(Photo object pointing rows)
━━━

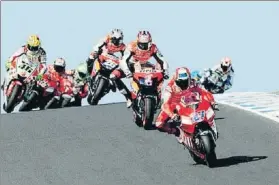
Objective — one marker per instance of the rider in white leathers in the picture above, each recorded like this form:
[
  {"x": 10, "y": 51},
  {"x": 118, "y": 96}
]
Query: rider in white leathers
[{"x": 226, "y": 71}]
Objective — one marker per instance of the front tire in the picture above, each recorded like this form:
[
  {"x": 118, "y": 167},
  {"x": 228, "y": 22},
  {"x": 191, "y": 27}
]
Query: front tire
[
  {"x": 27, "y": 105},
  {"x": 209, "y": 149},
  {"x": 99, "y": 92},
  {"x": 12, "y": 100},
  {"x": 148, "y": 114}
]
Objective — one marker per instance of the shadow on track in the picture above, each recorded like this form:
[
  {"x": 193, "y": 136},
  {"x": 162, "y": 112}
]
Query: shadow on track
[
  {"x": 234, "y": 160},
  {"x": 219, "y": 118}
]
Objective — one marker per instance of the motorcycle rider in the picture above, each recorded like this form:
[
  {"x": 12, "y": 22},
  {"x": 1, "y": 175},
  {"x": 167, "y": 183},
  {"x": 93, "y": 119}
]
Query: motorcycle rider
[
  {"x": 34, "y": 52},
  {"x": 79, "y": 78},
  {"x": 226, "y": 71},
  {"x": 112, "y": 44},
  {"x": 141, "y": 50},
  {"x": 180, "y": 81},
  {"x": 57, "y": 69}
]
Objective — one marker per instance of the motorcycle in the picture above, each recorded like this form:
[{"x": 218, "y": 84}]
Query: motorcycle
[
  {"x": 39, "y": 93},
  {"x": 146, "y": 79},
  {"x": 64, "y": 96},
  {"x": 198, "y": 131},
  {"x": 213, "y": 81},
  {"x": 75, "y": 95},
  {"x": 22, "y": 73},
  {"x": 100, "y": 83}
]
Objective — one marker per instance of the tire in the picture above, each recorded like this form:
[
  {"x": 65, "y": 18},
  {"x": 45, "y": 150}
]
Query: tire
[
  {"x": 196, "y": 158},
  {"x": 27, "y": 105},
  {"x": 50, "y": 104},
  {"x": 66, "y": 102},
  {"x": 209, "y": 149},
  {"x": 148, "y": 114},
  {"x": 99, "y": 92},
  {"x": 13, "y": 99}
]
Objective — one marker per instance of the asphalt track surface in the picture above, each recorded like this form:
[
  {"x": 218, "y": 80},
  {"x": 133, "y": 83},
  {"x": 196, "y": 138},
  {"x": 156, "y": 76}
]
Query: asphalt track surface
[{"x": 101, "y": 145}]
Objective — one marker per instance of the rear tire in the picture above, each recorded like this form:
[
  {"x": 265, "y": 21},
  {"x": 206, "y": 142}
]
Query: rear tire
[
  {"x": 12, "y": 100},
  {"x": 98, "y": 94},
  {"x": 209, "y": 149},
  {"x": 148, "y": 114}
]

━━━

**DIRECTIONS FOR THIS TASK**
Render every line of the rows above as a JSON list of strings, one string per line, with blank lines dropped. Leave the pictures out.

**EXERCISE OUTPUT**
[
  "Objective — one marker per instance of the rider in white leathers in the picture above, each recorded like this form:",
  "[",
  "  {\"x\": 10, \"y\": 51},",
  "  {\"x\": 118, \"y\": 96}",
  "]",
  "Query: rider in white leathers",
  "[{\"x\": 226, \"y\": 71}]",
  "Objective — one marker per instance of the front tire in the picture above, each recorded like this form:",
  "[",
  "  {\"x\": 118, \"y\": 167},",
  "  {\"x\": 228, \"y\": 22},",
  "  {\"x\": 191, \"y\": 27}",
  "]",
  "Query: front tire",
  "[",
  "  {\"x\": 27, \"y\": 105},",
  "  {\"x\": 209, \"y\": 149},",
  "  {\"x\": 99, \"y\": 92},",
  "  {\"x\": 12, \"y\": 100},",
  "  {\"x\": 148, \"y\": 114}",
  "]",
  "Objective — one marker per instance of the shadow on track in the picture above, each recorded like this form:",
  "[",
  "  {\"x\": 193, \"y\": 136},",
  "  {\"x\": 162, \"y\": 112}",
  "]",
  "Query: shadow on track",
  "[",
  "  {\"x\": 234, \"y\": 160},",
  "  {\"x\": 219, \"y\": 118}",
  "]",
  "Objective — one marker per instance of the motorcycle rider in the picture above, each recorded like this form:",
  "[",
  "  {\"x\": 12, \"y\": 22},",
  "  {\"x\": 1, \"y\": 175},",
  "  {\"x\": 167, \"y\": 183},",
  "  {\"x\": 93, \"y\": 119}",
  "]",
  "Query: motorcycle rider",
  "[",
  "  {\"x\": 34, \"y\": 52},",
  "  {\"x\": 79, \"y\": 78},",
  "  {\"x\": 226, \"y\": 71},",
  "  {\"x\": 112, \"y\": 44},",
  "  {\"x\": 141, \"y\": 50},",
  "  {\"x\": 180, \"y\": 81},",
  "  {\"x\": 57, \"y\": 69}",
  "]",
  "Objective — one marker per instance of the motorcycle in the picture above, each recorded like this form:",
  "[{\"x\": 218, \"y\": 84}]",
  "Query: motorcycle",
  "[",
  "  {\"x\": 39, \"y\": 93},",
  "  {\"x\": 146, \"y\": 79},",
  "  {\"x\": 64, \"y\": 96},",
  "  {\"x\": 198, \"y\": 131},",
  "  {\"x\": 213, \"y\": 81},",
  "  {\"x\": 75, \"y\": 95},",
  "  {\"x\": 22, \"y\": 73},",
  "  {\"x\": 100, \"y\": 83}",
  "]",
  "Objective — one marker per instance of the tire in the picture above, each recorded like this form:",
  "[",
  "  {\"x\": 65, \"y\": 18},",
  "  {\"x\": 45, \"y\": 150}",
  "]",
  "Query: tire",
  "[",
  "  {\"x\": 196, \"y\": 158},",
  "  {\"x\": 27, \"y\": 105},",
  "  {\"x\": 50, \"y\": 104},",
  "  {\"x\": 66, \"y\": 102},",
  "  {\"x\": 209, \"y\": 149},",
  "  {\"x\": 148, \"y\": 114},",
  "  {\"x\": 99, \"y\": 92},",
  "  {\"x\": 13, \"y\": 99}",
  "]",
  "Objective — one marker per instance of the asphalt track surface in the picture above, each recorded like this form:",
  "[",
  "  {\"x\": 218, \"y\": 80},",
  "  {\"x\": 133, \"y\": 83},",
  "  {\"x\": 196, \"y\": 138},",
  "  {\"x\": 156, \"y\": 76}",
  "]",
  "Query: asphalt track surface",
  "[{\"x\": 101, \"y\": 145}]",
  "Objective — one marker per instance of the rear tire in the picture above, each recorded like this form:",
  "[",
  "  {\"x\": 265, \"y\": 21},",
  "  {\"x\": 206, \"y\": 142}",
  "]",
  "Query: rear tire",
  "[",
  "  {\"x\": 12, \"y\": 100},",
  "  {\"x\": 98, \"y\": 94},",
  "  {\"x\": 209, \"y\": 149},",
  "  {\"x\": 148, \"y\": 114}",
  "]"
]